== Problem requirements ==
Could you rewrite the stretch of lines from the one containing "the doorway, I" through the one containing "117L219 189L245 185L245", putting "entryway" in place of "doorway" and leaving everything else as it is?

** start of Task inputs **

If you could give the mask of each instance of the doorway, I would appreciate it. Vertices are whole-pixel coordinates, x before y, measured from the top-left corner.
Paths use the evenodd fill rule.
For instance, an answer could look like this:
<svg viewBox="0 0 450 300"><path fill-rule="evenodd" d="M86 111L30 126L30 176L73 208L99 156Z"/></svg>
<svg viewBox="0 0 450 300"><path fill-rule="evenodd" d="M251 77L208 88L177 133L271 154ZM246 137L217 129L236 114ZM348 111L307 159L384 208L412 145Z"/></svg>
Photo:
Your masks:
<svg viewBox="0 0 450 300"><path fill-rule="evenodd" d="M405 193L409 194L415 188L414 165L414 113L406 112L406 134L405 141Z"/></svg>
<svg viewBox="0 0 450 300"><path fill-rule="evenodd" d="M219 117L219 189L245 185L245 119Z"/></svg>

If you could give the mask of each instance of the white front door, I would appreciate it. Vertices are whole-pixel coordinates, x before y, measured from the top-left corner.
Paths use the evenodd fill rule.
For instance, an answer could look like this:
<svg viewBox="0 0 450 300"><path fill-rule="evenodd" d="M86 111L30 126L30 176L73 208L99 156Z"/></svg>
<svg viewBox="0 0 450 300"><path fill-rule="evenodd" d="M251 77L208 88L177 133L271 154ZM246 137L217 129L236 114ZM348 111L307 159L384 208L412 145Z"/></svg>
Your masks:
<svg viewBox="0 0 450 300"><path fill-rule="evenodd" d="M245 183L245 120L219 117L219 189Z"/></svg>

** end of Task inputs **
** start of Task inputs **

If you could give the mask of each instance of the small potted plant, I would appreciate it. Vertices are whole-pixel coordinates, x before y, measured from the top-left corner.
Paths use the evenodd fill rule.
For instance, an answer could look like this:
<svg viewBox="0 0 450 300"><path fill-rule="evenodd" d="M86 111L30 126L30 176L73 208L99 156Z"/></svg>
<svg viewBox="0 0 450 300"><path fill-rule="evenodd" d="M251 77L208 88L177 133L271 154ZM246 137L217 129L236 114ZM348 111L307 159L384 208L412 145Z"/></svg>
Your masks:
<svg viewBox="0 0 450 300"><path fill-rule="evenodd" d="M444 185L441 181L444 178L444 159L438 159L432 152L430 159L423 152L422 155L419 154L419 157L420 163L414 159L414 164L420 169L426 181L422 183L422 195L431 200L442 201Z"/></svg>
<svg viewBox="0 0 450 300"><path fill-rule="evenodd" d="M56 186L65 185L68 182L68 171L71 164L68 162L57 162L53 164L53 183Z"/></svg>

** end of Task inputs **

== Full output ==
If you could give the mask of each instance of the entryway, I would appreciate it. Vertices are whole-pixel coordinates, x before y, measured from the top-left corner.
Paths use the evenodd fill rule.
For instance, an answer could look like this:
<svg viewBox="0 0 450 300"><path fill-rule="evenodd" d="M86 111L30 126L30 176L73 208L99 156Z"/></svg>
<svg viewBox="0 0 450 300"><path fill-rule="evenodd" d="M251 77L208 88L177 133L271 154ZM246 137L217 129L236 114ZM348 111L307 159L384 208L412 145Z"/></svg>
Photo:
Your masks:
<svg viewBox="0 0 450 300"><path fill-rule="evenodd" d="M405 193L409 194L415 188L414 165L414 113L406 112L406 134L405 141Z"/></svg>
<svg viewBox="0 0 450 300"><path fill-rule="evenodd" d="M219 117L219 189L245 185L245 119Z"/></svg>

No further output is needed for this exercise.